All lines from the one containing "Identify the hiking" to the final line of the material should be retyped exactly. Nothing else belongs in the response.
[[ DATA LISTING, beginning ]]
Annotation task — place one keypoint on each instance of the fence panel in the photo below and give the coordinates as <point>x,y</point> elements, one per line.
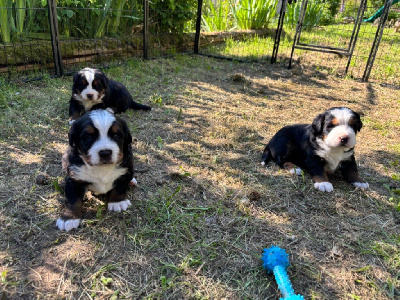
<point>100,35</point>
<point>25,41</point>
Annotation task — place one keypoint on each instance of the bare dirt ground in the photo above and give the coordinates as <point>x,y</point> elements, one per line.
<point>204,207</point>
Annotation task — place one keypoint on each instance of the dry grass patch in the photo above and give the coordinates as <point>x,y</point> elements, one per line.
<point>204,208</point>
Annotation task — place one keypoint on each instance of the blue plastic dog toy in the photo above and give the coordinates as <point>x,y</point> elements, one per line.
<point>276,261</point>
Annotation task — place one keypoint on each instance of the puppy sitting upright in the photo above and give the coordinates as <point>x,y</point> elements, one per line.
<point>92,89</point>
<point>319,148</point>
<point>99,158</point>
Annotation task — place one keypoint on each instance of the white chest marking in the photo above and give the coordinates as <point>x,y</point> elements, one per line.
<point>101,177</point>
<point>333,156</point>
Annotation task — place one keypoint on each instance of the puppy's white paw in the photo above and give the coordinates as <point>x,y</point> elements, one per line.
<point>296,171</point>
<point>67,225</point>
<point>324,186</point>
<point>119,206</point>
<point>363,185</point>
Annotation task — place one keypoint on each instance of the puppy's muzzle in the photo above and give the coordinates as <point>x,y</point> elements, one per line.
<point>105,155</point>
<point>344,140</point>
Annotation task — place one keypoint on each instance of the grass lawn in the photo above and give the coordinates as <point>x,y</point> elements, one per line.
<point>204,207</point>
<point>386,65</point>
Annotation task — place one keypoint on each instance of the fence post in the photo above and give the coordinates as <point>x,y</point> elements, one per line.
<point>377,40</point>
<point>55,38</point>
<point>356,30</point>
<point>279,31</point>
<point>299,26</point>
<point>145,29</point>
<point>198,26</point>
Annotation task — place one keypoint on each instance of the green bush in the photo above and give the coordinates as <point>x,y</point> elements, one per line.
<point>217,17</point>
<point>254,14</point>
<point>172,16</point>
<point>312,18</point>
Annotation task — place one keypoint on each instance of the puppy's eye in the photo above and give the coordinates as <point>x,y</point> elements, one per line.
<point>116,135</point>
<point>87,137</point>
<point>330,125</point>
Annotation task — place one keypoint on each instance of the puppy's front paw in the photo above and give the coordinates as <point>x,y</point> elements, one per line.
<point>363,185</point>
<point>67,225</point>
<point>296,171</point>
<point>324,186</point>
<point>133,182</point>
<point>119,206</point>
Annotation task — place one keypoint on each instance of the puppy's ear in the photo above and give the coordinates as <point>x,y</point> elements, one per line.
<point>72,135</point>
<point>103,78</point>
<point>357,122</point>
<point>128,137</point>
<point>318,124</point>
<point>76,76</point>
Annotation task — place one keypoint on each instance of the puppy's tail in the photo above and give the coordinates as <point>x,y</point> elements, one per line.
<point>135,105</point>
<point>266,157</point>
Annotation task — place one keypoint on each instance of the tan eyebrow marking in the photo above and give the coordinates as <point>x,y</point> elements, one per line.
<point>114,128</point>
<point>89,129</point>
<point>335,121</point>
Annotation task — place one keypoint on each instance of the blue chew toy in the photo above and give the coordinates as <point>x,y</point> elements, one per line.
<point>276,260</point>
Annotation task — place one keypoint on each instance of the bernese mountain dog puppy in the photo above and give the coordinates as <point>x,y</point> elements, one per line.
<point>92,89</point>
<point>99,158</point>
<point>322,147</point>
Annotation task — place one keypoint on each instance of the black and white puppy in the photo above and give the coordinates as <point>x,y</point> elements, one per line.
<point>99,159</point>
<point>92,89</point>
<point>322,147</point>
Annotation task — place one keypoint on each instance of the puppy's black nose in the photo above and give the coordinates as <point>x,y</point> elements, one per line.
<point>105,154</point>
<point>344,140</point>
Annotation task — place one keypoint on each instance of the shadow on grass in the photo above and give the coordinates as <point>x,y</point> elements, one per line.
<point>204,208</point>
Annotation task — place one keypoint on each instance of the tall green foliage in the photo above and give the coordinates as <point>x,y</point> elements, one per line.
<point>4,21</point>
<point>254,14</point>
<point>173,15</point>
<point>217,18</point>
<point>20,6</point>
<point>312,18</point>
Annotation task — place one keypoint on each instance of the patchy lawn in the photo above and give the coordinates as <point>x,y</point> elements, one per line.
<point>204,207</point>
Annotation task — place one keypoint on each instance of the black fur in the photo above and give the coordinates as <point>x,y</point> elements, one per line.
<point>80,142</point>
<point>299,144</point>
<point>115,95</point>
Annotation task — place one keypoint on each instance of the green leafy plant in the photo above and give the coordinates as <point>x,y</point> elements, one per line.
<point>312,18</point>
<point>217,18</point>
<point>254,14</point>
<point>173,15</point>
<point>4,21</point>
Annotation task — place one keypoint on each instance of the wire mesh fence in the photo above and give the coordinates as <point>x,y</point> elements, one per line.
<point>25,41</point>
<point>101,33</point>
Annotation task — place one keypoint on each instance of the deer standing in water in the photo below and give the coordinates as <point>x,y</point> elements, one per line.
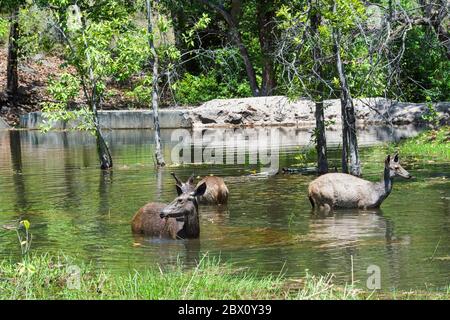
<point>216,189</point>
<point>179,219</point>
<point>340,190</point>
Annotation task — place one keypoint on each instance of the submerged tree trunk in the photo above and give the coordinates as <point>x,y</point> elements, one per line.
<point>237,39</point>
<point>12,74</point>
<point>158,152</point>
<point>321,142</point>
<point>349,139</point>
<point>266,25</point>
<point>102,148</point>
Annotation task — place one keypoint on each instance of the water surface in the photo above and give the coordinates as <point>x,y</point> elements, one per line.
<point>53,181</point>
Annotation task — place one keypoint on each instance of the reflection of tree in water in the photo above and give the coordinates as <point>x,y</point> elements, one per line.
<point>104,189</point>
<point>21,204</point>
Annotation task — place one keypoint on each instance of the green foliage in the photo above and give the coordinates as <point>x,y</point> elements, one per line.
<point>130,53</point>
<point>141,94</point>
<point>61,277</point>
<point>64,92</point>
<point>4,31</point>
<point>425,62</point>
<point>36,35</point>
<point>197,89</point>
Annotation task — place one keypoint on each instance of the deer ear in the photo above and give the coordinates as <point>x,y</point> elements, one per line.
<point>178,181</point>
<point>396,157</point>
<point>179,190</point>
<point>200,190</point>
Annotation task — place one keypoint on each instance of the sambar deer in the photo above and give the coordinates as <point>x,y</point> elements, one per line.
<point>340,190</point>
<point>216,189</point>
<point>179,219</point>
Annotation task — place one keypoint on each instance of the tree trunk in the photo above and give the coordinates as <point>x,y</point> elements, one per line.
<point>158,152</point>
<point>102,148</point>
<point>321,142</point>
<point>350,142</point>
<point>266,26</point>
<point>11,73</point>
<point>237,39</point>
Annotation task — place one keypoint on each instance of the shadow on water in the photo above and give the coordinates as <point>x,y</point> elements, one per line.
<point>53,180</point>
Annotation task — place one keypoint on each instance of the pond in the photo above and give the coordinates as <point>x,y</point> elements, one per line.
<point>53,180</point>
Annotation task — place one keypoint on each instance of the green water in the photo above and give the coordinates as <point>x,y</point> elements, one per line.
<point>53,181</point>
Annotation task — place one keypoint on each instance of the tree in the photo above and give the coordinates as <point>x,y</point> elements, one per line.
<point>349,139</point>
<point>12,77</point>
<point>237,40</point>
<point>88,33</point>
<point>265,11</point>
<point>155,77</point>
<point>321,142</point>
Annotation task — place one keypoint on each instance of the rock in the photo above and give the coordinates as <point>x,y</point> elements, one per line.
<point>278,110</point>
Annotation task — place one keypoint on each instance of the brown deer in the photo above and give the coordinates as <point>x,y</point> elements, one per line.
<point>216,189</point>
<point>179,219</point>
<point>340,190</point>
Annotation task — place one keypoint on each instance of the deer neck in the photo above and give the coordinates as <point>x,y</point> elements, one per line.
<point>384,187</point>
<point>191,228</point>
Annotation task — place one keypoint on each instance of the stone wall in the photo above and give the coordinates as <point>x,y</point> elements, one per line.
<point>260,111</point>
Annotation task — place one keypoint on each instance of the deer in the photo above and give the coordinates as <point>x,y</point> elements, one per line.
<point>216,189</point>
<point>339,190</point>
<point>176,220</point>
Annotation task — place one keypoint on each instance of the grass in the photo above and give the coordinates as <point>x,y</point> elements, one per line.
<point>52,277</point>
<point>433,144</point>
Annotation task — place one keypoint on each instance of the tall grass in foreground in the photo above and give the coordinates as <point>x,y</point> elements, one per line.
<point>53,277</point>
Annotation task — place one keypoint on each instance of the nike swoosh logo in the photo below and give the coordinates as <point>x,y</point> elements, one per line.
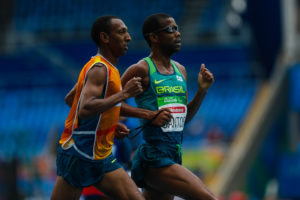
<point>157,82</point>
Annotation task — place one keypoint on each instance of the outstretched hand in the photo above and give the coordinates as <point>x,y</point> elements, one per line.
<point>121,131</point>
<point>163,118</point>
<point>205,78</point>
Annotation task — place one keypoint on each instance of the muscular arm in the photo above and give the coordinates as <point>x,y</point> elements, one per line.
<point>91,104</point>
<point>205,79</point>
<point>70,96</point>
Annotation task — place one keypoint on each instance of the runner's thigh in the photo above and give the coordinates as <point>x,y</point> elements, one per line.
<point>154,195</point>
<point>118,185</point>
<point>63,190</point>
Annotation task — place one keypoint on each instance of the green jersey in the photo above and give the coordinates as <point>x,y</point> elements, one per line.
<point>165,91</point>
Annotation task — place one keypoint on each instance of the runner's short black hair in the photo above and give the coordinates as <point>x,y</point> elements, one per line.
<point>101,24</point>
<point>153,23</point>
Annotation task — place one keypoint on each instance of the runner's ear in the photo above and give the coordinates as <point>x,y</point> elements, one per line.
<point>104,37</point>
<point>153,37</point>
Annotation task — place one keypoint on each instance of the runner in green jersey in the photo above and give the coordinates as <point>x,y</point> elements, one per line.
<point>156,166</point>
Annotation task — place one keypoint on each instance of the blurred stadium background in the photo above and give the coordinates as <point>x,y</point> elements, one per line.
<point>244,141</point>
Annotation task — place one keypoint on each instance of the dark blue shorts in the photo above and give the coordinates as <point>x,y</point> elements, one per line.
<point>153,155</point>
<point>81,172</point>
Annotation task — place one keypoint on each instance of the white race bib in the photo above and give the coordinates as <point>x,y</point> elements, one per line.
<point>177,105</point>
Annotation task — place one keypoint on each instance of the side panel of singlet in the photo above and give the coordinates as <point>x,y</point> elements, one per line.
<point>92,138</point>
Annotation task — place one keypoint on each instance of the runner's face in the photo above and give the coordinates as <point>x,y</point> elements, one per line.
<point>119,37</point>
<point>169,42</point>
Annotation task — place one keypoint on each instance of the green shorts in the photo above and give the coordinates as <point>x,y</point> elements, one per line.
<point>81,172</point>
<point>153,155</point>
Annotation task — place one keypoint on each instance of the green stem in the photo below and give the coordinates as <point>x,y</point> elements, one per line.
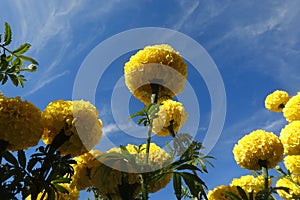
<point>263,164</point>
<point>3,146</point>
<point>143,176</point>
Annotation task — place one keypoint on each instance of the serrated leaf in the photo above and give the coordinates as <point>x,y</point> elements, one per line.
<point>61,180</point>
<point>22,49</point>
<point>61,189</point>
<point>14,79</point>
<point>10,158</point>
<point>32,162</point>
<point>29,59</point>
<point>17,63</point>
<point>9,58</point>
<point>187,166</point>
<point>22,158</point>
<point>142,120</point>
<point>177,185</point>
<point>242,193</point>
<point>233,196</point>
<point>7,34</point>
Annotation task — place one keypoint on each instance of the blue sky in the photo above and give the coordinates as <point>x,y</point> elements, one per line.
<point>254,44</point>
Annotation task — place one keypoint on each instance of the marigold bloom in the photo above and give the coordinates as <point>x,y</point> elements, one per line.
<point>80,121</point>
<point>170,112</point>
<point>21,124</point>
<point>155,64</point>
<point>290,138</point>
<point>218,193</point>
<point>291,111</point>
<point>292,163</point>
<point>258,146</point>
<point>294,187</point>
<point>250,183</point>
<point>276,101</point>
<point>72,195</point>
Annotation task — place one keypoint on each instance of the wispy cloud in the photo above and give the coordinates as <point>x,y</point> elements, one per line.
<point>52,30</point>
<point>41,83</point>
<point>110,128</point>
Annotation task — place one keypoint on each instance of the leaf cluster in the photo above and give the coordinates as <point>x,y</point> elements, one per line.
<point>43,173</point>
<point>12,61</point>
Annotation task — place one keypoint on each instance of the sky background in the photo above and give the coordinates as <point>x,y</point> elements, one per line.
<point>254,44</point>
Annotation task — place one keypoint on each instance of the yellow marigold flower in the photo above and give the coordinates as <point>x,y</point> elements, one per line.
<point>291,110</point>
<point>250,183</point>
<point>160,63</point>
<point>218,193</point>
<point>292,163</point>
<point>85,169</point>
<point>81,123</point>
<point>276,101</point>
<point>72,195</point>
<point>293,186</point>
<point>290,138</point>
<point>170,112</point>
<point>258,146</point>
<point>21,124</point>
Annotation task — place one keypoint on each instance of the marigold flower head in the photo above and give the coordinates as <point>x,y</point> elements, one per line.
<point>291,110</point>
<point>290,138</point>
<point>171,113</point>
<point>292,163</point>
<point>250,183</point>
<point>80,121</point>
<point>21,125</point>
<point>72,195</point>
<point>158,64</point>
<point>294,187</point>
<point>276,101</point>
<point>258,146</point>
<point>218,193</point>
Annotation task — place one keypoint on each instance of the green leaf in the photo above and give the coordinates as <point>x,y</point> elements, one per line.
<point>7,34</point>
<point>10,158</point>
<point>61,180</point>
<point>29,59</point>
<point>233,196</point>
<point>139,113</point>
<point>142,120</point>
<point>17,64</point>
<point>22,158</point>
<point>22,49</point>
<point>32,162</point>
<point>61,189</point>
<point>177,185</point>
<point>192,182</point>
<point>187,166</point>
<point>242,193</point>
<point>14,79</point>
<point>21,80</point>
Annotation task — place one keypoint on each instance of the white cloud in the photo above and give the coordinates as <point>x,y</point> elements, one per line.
<point>110,128</point>
<point>50,28</point>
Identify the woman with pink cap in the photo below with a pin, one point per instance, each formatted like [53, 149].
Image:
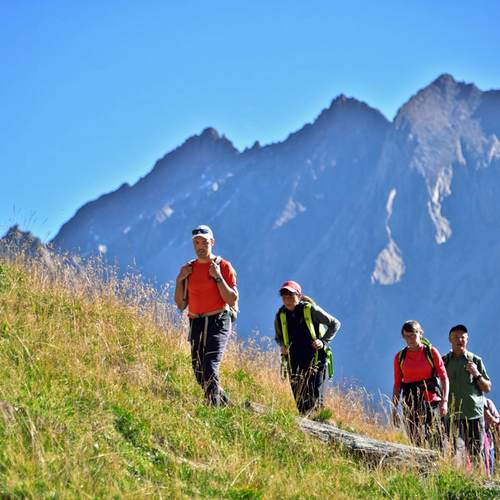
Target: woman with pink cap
[300, 326]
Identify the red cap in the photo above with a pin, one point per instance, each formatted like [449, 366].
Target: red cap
[291, 286]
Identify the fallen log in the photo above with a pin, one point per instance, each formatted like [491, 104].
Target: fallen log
[372, 451]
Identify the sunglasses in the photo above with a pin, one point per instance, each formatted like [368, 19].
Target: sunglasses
[194, 232]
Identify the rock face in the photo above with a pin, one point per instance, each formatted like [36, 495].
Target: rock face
[379, 221]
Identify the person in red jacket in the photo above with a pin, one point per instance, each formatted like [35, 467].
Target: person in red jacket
[207, 287]
[418, 368]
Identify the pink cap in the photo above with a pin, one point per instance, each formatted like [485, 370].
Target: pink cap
[291, 286]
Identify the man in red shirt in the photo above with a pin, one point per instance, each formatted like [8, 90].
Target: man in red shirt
[207, 287]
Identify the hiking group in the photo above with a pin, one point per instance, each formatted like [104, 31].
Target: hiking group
[443, 397]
[[ DATA LISTING, end ]]
▶ **EXERCISE ANSWER**:
Identify the hiking group in the photo above with a pin, one point per instance, each formatted like [104, 31].
Target: hiking group
[443, 397]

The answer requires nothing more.